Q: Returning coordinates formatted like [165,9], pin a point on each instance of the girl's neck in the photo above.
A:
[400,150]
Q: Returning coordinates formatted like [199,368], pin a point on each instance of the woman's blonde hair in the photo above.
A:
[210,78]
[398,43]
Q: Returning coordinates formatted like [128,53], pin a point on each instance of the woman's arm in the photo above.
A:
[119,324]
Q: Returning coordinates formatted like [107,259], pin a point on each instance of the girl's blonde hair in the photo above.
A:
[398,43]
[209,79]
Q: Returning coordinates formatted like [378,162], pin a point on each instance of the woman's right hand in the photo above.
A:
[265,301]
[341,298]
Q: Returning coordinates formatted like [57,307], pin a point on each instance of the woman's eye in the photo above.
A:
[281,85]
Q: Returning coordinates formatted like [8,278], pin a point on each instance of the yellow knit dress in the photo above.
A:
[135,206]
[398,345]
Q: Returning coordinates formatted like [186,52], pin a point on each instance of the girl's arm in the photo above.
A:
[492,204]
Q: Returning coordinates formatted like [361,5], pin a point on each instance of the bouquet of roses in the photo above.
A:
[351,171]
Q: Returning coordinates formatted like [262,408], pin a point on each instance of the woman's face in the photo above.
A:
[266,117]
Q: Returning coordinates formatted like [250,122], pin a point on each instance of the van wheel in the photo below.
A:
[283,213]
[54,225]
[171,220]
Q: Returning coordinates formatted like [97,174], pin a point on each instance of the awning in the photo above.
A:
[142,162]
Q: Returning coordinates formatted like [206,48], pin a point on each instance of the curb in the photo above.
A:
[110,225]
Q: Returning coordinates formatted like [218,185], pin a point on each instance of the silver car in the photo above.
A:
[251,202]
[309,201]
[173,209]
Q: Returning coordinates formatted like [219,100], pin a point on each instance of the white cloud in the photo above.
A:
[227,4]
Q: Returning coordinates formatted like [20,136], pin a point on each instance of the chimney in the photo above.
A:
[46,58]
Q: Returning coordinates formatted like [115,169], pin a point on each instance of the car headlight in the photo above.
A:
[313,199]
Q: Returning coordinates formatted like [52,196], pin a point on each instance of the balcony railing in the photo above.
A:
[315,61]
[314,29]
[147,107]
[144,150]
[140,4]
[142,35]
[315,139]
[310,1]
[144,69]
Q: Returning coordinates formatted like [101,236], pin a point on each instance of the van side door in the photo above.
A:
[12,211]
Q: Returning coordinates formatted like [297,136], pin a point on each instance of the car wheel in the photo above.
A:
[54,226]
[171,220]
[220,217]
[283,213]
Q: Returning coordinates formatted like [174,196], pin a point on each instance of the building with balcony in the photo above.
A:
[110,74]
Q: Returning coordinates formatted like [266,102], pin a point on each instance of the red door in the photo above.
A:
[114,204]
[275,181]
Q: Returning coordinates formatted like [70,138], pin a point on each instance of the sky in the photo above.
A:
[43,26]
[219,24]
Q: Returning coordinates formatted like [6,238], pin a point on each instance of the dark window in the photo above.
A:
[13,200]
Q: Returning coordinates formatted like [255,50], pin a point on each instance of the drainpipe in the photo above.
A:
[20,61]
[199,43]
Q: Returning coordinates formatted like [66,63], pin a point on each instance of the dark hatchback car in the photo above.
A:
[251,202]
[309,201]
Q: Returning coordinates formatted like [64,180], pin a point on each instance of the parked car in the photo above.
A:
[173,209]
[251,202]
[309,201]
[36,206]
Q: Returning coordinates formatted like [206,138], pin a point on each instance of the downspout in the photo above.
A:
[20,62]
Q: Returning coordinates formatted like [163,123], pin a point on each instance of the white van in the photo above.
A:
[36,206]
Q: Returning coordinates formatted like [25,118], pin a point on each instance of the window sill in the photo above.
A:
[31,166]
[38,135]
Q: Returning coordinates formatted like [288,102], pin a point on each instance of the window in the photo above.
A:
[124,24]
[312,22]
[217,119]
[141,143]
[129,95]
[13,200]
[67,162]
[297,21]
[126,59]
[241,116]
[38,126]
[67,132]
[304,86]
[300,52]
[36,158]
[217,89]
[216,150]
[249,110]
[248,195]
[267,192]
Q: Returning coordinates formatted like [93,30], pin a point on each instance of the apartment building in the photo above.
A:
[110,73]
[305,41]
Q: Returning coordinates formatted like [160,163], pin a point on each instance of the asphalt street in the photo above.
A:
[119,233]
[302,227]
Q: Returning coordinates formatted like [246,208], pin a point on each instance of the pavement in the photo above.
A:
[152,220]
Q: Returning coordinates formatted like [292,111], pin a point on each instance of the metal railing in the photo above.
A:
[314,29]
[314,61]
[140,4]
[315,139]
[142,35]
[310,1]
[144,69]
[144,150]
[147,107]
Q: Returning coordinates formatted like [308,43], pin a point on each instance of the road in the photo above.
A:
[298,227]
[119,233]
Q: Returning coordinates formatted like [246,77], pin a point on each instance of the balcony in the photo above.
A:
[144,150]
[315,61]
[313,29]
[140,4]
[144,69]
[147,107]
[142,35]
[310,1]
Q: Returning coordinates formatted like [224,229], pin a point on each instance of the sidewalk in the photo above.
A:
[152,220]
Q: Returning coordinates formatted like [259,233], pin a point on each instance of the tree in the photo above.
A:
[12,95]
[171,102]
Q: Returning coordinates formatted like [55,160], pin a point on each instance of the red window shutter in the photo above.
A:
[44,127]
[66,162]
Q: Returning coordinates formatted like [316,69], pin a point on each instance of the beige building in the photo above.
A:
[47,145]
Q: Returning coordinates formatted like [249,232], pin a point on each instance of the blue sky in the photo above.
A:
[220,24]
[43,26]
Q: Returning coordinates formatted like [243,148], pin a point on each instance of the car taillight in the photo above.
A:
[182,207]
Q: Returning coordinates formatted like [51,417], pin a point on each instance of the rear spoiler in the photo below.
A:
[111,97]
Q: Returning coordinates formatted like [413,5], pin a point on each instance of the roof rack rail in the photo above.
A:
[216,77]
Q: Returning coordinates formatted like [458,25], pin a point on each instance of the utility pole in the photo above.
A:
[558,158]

_ _ _ _ _

Write every record out again, unaltered.

OUTPUT FOR THIS EXERCISE:
Q: Returning coordinates formatted like [165,9], pin a point on each instance of the girl's neck in the photo above.
A:
[400,150]
Q: Returning coordinates formatted like [199,368], pin a point on each instance of the woman's blonde hair in the photo above.
A:
[210,78]
[398,43]
Q: Returning coordinates formatted like [128,53], pin a point on each instance of the woman's arm in the photo above.
A:
[119,324]
Q: Returning coordinates formatted like [107,259], pin a point on each instance of the girl's blonde hair in the photo above.
A:
[398,43]
[209,79]
Q: Returning coordinates formatted like [378,162], pin a point on each instance of the woman's right hand in the photo above.
A:
[265,301]
[341,298]
Q: Returning coordinates formatted like [57,307], pin a point on each instance of the woman's eye in the photo above.
A:
[281,85]
Q: Returning coordinates formatted like [8,278], pin a point on each instance of the yellow knit dress in the photo above.
A:
[135,206]
[398,345]
Q: Returning coordinates formatted like [186,52], pin a point on each instance of the girl's arm in the photo above.
A:
[492,204]
Q: Returning coordinates formatted like [361,5], pin a point on each instance of the bouquet of roses in the photo above.
A:
[351,171]
Q: Returning coordinates formatted like [262,408], pin a point on each instance of the woman's face in the photo above.
A:
[266,117]
Q: Returning coordinates formatted like [250,122], pin a point on each instance of the van wheel in the photo below.
A:
[283,213]
[54,225]
[171,220]
Q: Returning coordinates formatted like [97,174], pin a point on each instance of the awning in the photo above.
A:
[142,162]
Q: Returning coordinates formatted like [206,48], pin a point on each instance of the curb in the photo above.
A:
[110,225]
Q: Returning coordinates formatted like [218,185], pin a point on each instance of the silver car in the photo above.
A:
[251,202]
[309,201]
[173,209]
Q: Returning coordinates formatted like [219,100], pin a point on each instance of the white cloud in the photo above.
A:
[227,4]
Q: Returning coordinates formatted like [20,136], pin a point on each instance of the chimney in the photo above.
A:
[46,58]
Q: Returning coordinates formatted like [115,169], pin a point on each instance of the car headlight in the photo above.
A:
[313,199]
Q: Returning coordinates formatted like [52,196], pin a point on each instance of the balcony railing in the photo above.
A:
[315,61]
[314,29]
[147,107]
[144,150]
[140,4]
[142,35]
[315,139]
[310,1]
[144,69]
Q: Returning coordinates formatted like [101,236], pin a point on each instance of the van side door in the photo above.
A:
[12,211]
Q: Returning coordinates formatted like [297,136], pin a point on each instance of the car wheel in the photo above.
A:
[54,226]
[171,220]
[220,217]
[283,213]
Q: Returning coordinates formatted like [174,196], pin a point on each instance of the building with balcony in the photo above.
A:
[110,74]
Q: Returning coordinates formatted like [266,102], pin a point on each instance of the red door in the photo above.
A:
[114,204]
[275,181]
Q: Returning coordinates formatted like [70,138], pin a point on each instance of the sky in the photo above.
A:
[43,26]
[219,24]
Q: Returning coordinates formatted like [6,238], pin a point on each instance of the dark window in the photo above.
A:
[13,200]
Q: Returning coordinates formatted like [255,50], pin a point on each instance of the drainpipe in the photo above.
A:
[20,61]
[199,43]
Q: Returning coordinates formatted like [66,63], pin a point on each instance of the dark hatchback car in the photo above.
A:
[251,202]
[309,201]
Q: Returning coordinates formatted like [64,180], pin a point on each instance of the parked car in the photo above.
A:
[173,209]
[251,202]
[309,201]
[36,206]
Q: Returning coordinates formatted like [206,138], pin a point on each instance of the downspout in the photo above.
A:
[20,62]
Q: Returning coordinates formatted like [163,123], pin a point on each instance of the white van in the photo above.
A:
[36,206]
Q: Returning coordinates formatted like [25,118], pin a point on each instance of the window sill in the photo above.
A:
[31,166]
[38,135]
Q: Returning coordinates formatted like [288,102], pin a point on each instance of the window in the photo above.
A:
[124,24]
[312,22]
[217,119]
[141,143]
[129,95]
[13,200]
[67,162]
[297,21]
[126,59]
[241,116]
[38,126]
[67,132]
[304,86]
[300,52]
[36,158]
[217,89]
[216,150]
[249,110]
[248,195]
[267,192]
Q: Returning coordinates formatted like [93,30], pin a point on each instance of the apartment building in the photo above.
A:
[110,73]
[305,41]
Q: Returning coordinates formatted like [160,163], pin a point on each instance of the asphalt street in the photo above.
A:
[119,233]
[302,227]
Q: Returning coordinates formatted like [246,208], pin a point on each instance of the pavement in the photo above.
A:
[152,220]
Q: Returning coordinates formatted like [292,111], pin a point on each instance of the metal railing in the photo above.
A:
[314,29]
[314,61]
[140,4]
[315,139]
[142,35]
[310,1]
[144,69]
[144,150]
[147,107]
Q: Returning coordinates formatted like [308,43], pin a point on each instance of the road in the photo above.
A:
[298,227]
[119,233]
Q: Returning coordinates formatted like [246,77], pin a point on each instance of the balcony in the photo above.
A:
[144,150]
[315,61]
[313,29]
[140,4]
[144,69]
[147,107]
[142,35]
[310,1]
Q: Returning coordinates formatted like [224,229], pin a point on each instance of the sidewalk in the photo above.
A:
[152,220]
Q: Returning coordinates formatted like [259,233], pin a point on each instance of the tree in the photo above.
A:
[12,95]
[171,102]
Q: Returning coordinates formatted like [55,160], pin a point on each instance of the red window shutter in the photo above.
A:
[44,127]
[66,162]
Q: Returning coordinates formatted like [316,69], pin a point on each instance of the beige building in the photo above.
A:
[47,145]
Q: Returning coordinates formatted like [249,232], pin a point on each instance of the blue sky in the photo above.
A:
[220,24]
[43,26]
Q: Returning coordinates formatted like [243,148], pin a point on each instance of the car taillight in the photo above.
A:
[182,207]
Q: Returning coordinates formatted like [51,417], pin a point on each instance of the rear spoiler in the photo below.
A:
[111,97]
Q: Returning coordinates formatted like [413,5], pin a point on each instance of the roof rack rail in the photo above.
A:
[216,77]
Q: Returning coordinates formatted like [458,25], pin a point on each instance of the utility pole in the photo above.
A:
[558,158]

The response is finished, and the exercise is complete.